[Stored entries]
● ● ● ● ● ● ●

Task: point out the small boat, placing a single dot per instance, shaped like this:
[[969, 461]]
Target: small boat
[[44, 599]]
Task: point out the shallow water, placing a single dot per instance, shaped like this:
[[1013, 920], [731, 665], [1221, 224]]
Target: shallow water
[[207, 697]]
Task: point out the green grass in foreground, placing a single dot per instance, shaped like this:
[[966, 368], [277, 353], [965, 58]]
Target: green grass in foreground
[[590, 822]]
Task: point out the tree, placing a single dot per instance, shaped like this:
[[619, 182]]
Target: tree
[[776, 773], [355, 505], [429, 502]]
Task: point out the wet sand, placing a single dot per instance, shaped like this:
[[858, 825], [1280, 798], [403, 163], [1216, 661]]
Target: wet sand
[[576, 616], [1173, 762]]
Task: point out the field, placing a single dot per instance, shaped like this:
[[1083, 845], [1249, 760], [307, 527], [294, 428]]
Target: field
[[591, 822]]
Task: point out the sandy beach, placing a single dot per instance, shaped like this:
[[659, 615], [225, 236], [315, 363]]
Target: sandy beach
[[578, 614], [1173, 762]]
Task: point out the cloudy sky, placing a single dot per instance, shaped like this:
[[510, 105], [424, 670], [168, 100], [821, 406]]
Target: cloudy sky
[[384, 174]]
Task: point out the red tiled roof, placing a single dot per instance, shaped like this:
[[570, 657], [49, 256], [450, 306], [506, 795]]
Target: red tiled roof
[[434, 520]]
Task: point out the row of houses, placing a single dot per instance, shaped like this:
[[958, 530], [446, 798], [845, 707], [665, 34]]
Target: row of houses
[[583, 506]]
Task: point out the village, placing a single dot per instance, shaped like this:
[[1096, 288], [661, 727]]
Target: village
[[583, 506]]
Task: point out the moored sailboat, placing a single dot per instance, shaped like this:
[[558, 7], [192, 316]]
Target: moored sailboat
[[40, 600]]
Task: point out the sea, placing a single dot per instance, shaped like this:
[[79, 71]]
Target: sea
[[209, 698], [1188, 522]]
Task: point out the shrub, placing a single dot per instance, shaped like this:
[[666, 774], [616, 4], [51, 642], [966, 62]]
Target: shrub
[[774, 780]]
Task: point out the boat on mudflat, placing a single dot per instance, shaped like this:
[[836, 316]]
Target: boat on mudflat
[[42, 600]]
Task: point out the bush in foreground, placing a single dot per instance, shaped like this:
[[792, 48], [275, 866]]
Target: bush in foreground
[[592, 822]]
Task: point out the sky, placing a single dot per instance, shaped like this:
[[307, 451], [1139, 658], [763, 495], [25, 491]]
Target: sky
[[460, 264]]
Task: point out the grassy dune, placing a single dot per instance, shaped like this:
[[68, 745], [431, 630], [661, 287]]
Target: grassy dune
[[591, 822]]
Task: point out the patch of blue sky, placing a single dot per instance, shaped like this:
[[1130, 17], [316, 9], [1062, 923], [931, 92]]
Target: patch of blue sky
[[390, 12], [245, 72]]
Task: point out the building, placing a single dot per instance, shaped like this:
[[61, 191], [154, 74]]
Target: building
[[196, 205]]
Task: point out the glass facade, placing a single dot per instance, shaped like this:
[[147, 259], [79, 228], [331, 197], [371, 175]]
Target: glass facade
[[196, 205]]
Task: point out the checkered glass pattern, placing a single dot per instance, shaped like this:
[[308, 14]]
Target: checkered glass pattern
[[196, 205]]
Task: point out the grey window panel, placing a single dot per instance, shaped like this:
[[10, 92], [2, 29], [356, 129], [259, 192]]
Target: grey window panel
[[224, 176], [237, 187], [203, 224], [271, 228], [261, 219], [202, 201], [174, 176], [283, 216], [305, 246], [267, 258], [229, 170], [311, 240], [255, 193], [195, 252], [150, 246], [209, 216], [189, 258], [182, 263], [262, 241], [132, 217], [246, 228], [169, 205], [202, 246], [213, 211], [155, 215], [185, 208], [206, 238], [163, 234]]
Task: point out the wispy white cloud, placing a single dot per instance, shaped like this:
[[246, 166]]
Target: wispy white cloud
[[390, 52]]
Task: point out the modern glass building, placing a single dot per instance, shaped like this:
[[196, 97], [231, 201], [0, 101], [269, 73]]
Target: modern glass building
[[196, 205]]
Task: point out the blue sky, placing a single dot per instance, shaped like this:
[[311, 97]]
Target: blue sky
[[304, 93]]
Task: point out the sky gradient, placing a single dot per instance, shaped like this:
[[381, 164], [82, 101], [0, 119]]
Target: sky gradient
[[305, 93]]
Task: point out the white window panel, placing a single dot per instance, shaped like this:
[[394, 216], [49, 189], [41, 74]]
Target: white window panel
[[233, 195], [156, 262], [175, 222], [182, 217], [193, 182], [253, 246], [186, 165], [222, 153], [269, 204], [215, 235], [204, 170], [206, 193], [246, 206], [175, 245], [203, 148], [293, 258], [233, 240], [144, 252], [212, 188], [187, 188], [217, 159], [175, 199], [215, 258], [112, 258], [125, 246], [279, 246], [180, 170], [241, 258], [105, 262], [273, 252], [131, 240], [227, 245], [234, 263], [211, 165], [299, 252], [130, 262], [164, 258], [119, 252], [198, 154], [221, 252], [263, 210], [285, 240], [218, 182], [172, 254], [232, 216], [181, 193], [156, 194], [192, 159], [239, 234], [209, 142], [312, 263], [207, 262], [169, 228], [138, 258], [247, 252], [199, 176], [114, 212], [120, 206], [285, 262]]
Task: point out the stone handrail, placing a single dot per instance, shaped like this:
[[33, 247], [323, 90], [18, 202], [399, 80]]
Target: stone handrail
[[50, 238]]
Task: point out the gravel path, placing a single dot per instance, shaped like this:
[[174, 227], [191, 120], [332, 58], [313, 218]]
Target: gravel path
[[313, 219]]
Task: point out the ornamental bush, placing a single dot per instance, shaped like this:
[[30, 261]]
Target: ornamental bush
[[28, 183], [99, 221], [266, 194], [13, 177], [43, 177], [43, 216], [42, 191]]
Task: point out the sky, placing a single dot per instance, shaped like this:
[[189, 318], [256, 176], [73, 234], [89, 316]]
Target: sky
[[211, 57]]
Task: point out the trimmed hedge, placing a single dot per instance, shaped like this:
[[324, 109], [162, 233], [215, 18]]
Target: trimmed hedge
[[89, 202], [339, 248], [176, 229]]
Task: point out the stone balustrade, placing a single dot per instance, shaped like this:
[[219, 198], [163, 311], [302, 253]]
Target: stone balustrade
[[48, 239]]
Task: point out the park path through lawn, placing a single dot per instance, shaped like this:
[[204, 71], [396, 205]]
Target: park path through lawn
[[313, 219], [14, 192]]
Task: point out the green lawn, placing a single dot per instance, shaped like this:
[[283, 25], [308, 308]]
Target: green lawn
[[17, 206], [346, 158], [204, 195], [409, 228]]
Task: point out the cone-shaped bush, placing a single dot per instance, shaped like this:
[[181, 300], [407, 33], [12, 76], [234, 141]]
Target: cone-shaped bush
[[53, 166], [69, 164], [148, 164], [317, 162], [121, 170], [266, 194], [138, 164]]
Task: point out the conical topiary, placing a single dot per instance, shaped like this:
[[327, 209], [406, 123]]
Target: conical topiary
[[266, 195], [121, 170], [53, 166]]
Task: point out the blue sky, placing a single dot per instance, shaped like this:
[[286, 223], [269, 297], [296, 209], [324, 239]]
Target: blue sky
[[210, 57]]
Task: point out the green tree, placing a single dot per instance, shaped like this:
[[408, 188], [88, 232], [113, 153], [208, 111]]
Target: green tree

● ● ● ● ● ● ●

_WORK REQUEST_.
Could you reproduce all the records exactly?

_EXPECTED ANSWER_.
Task: point out the small boat, placing a single dot per instance, shaped like this:
[[969, 461]]
Target: small boat
[[44, 599]]
Task: point out the shallow water, placing a single dot per instance, shaped like this:
[[1013, 920], [731, 665], [1221, 224]]
Target: shallow water
[[207, 697]]
Task: point out the green grass in foreground, placing a single dot per instance, shaped like this:
[[966, 368], [277, 353], [965, 58]]
Target: green grass in foreground
[[590, 822]]
Task: point out the tree, placing a single dot per instance, shaped like this:
[[619, 182]]
Target: tree
[[776, 773], [355, 505], [429, 502]]
Task: point out the wet sand, placing a single dot per instance, shaped like this:
[[858, 825], [1280, 798], [403, 163], [1216, 661]]
Target: wet sand
[[576, 616], [1173, 762]]
Task: point out the field, placing a single dot per instance, shaped like this:
[[1083, 845], [1249, 760], [307, 527], [294, 428]]
Target: field
[[591, 822]]
Task: point out the sandy beach, placing a single dot per instance, shaped like this:
[[659, 615], [225, 236], [315, 363]]
Target: sandy beach
[[578, 614], [1173, 762]]
Task: point out the cloudy sky, placing a single dot per instance, shaped like this:
[[510, 105], [424, 670], [168, 100], [821, 406]]
Target: cloudy sky
[[384, 174]]
Task: point out the red tiled roof, placing a single dot per instance, shaped like this:
[[570, 657], [49, 256], [450, 306], [506, 795]]
Target: red tiled roof
[[434, 520]]
Task: point out the row of houses, placing a single dot per instance, shaped like this:
[[958, 530], [446, 798], [845, 707], [665, 34]]
Target: row of houses
[[583, 506]]
Task: point out the village, placing a single dot per instance, shaped like this:
[[1096, 288], [661, 727]]
Target: village
[[583, 506]]
Task: point out the moored sailboat, placing a single dot per instance, shaped like this:
[[558, 7], [192, 316]]
Target: moored sailboat
[[40, 600]]
Task: point out the sea, placing a single dot per instance, shaped like this:
[[79, 71]]
Target: sea
[[209, 698], [1188, 522]]
Task: point out the shrub, placing a single dot per instance, shaped like this:
[[666, 774], [616, 4], [51, 642], [966, 62]]
Target: shrub
[[774, 780]]
Task: point out the boat on mudflat, placing a single dot per instance, shaped like this:
[[836, 316]]
Target: boat on mudflat
[[42, 600]]
Task: point out the bush in foreground, placing a single dot per instance, shaped like this:
[[792, 48], [275, 866]]
Target: bush in foreground
[[592, 822]]
Task: point out the sky, placing a single dot per instance, shaped like this:
[[307, 451], [1139, 658], [763, 495], [25, 491]]
Target: sky
[[460, 264]]
Task: point out the grassy dune, placing a single dot per instance, shaped like this:
[[68, 745], [431, 630], [661, 287]]
Target: grassy dune
[[591, 822]]
Task: point out the patch of blue sky, placing a single dot per instance, shaped like this:
[[1130, 17], [316, 9], [1062, 923], [931, 92]]
Target: patch of blue sky
[[390, 12], [245, 72]]
Task: point out the building, placing a single dot per instance, shaped like this:
[[61, 191], [154, 74]]
Target: building
[[196, 205]]
Task: point out the glass facade, placing a single dot per instance, shaped like this:
[[147, 259], [79, 228], [331, 197], [371, 175]]
Target: glass facade
[[196, 205]]
Task: point out the checkered glass pattern, placing a single dot per instance, shaped like this:
[[308, 14]]
Target: checkered glass pattern
[[196, 205]]
Task: point out the grey window panel, placing a single dot per instance, shaped like this:
[[10, 92], [2, 29], [356, 129], [259, 192]]
Target: grey window panel
[[224, 176], [237, 187], [203, 224], [271, 228], [261, 219], [202, 201], [174, 176], [283, 216], [305, 246], [267, 258], [229, 170], [311, 240], [255, 193], [195, 252], [150, 246], [209, 216], [189, 258], [182, 263], [262, 241], [132, 217], [246, 228], [169, 205], [202, 246], [213, 211], [155, 215], [185, 208], [206, 238], [163, 234]]
Task: point out the wispy white cloud, placing a single dot per instance, shaped like this:
[[246, 166]]
Target: wispy white cloud
[[390, 52]]
Task: point out the modern glass building, placing a single dot per instance, shaped like this:
[[196, 97], [231, 201], [0, 101], [269, 73]]
Target: modern glass building
[[196, 205]]
Task: point out the blue sky, placing a single dot per instance, shaped like this:
[[311, 97]]
Target: blue sky
[[304, 93]]
Task: point out the sky gradient, placing a single dot per instance, shaped like this:
[[381, 164], [82, 101], [0, 119]]
Target: sky gradient
[[305, 93]]
Task: point out the white window panel, placing a single dot per instance, shaped like this:
[[394, 216], [49, 189], [41, 74]]
Target: white window panel
[[233, 195], [156, 262], [175, 222], [182, 217], [193, 182], [253, 246], [186, 165], [222, 153], [269, 204], [215, 235], [204, 170], [206, 193], [246, 206], [175, 245], [203, 148], [293, 258], [233, 240], [144, 252], [212, 188], [187, 188], [217, 159], [175, 199], [215, 258], [112, 258], [125, 246], [279, 246], [180, 170], [241, 258], [105, 262], [273, 252], [131, 240], [227, 245], [234, 263], [211, 165], [299, 252], [130, 262], [164, 258], [119, 252], [198, 154], [221, 252], [263, 210], [285, 240], [218, 182], [172, 254], [232, 216], [181, 193], [156, 194], [192, 159], [239, 234], [209, 142], [312, 263], [207, 262], [169, 228], [138, 258], [247, 252], [199, 176], [114, 212], [120, 206], [285, 262]]
Task: point out the stone handrail, placing a single dot per instance, shaped like this:
[[33, 247], [323, 90], [18, 202], [399, 80]]
Target: stone handrail
[[50, 238]]
Task: point out the gravel path, placing a single dot per instance, shaped like this:
[[174, 227], [191, 120], [332, 58], [313, 218]]
Target: gravel path
[[313, 219]]
Task: point out the ornamental bush, placing a single dot per instance, shaped like this:
[[30, 261]]
Target: ornamental bush
[[28, 183], [99, 221], [266, 194], [13, 177], [43, 177], [43, 216], [42, 191]]
Task: point out the sky, placing a single dot per instance, shaped like this:
[[189, 318], [256, 176], [73, 234], [89, 316]]
Target: sky
[[211, 57]]
Task: point out the trimmed hedge, placing a single dot per instance, shaped like this:
[[324, 109], [162, 233], [215, 18]]
Target: trimmed hedge
[[89, 202], [339, 248], [176, 229]]
Task: point out the stone balustrade, placing a single dot per instance, shaped like this:
[[219, 198], [163, 311], [302, 253]]
Target: stone balustrade
[[48, 239]]
Task: point out the park path through lawn, placing a single dot per instance, shaped like this:
[[204, 71], [396, 205]]
Target: park path through lawn
[[313, 219], [14, 192]]
Task: point out the green lawn, placing a single dot per instance, shaped like this:
[[283, 25], [308, 308]]
Target: green lawn
[[17, 206], [346, 158], [204, 195], [409, 228]]
Task: point out the cone-shaped bush, placing a single dot per instance, shaped like this:
[[181, 300], [407, 33], [12, 76], [234, 141]]
Target: cone-shaped bush
[[53, 166], [69, 164], [148, 164], [317, 162], [121, 170], [266, 194], [138, 164]]
Task: point out the conical topiary, placing a single dot per instance, shaped like this:
[[327, 209], [406, 123]]
Target: conical topiary
[[266, 195], [121, 170], [53, 166]]
Task: point out the blue sky, placing a single dot per instance, shaped like this:
[[286, 223], [269, 297], [296, 209], [324, 239]]
Target: blue sky
[[210, 57]]
Task: point out the green tree, placing a single dot per instance, shaped like this:
[[408, 188], [88, 232], [113, 153], [208, 111]]
Target: green tree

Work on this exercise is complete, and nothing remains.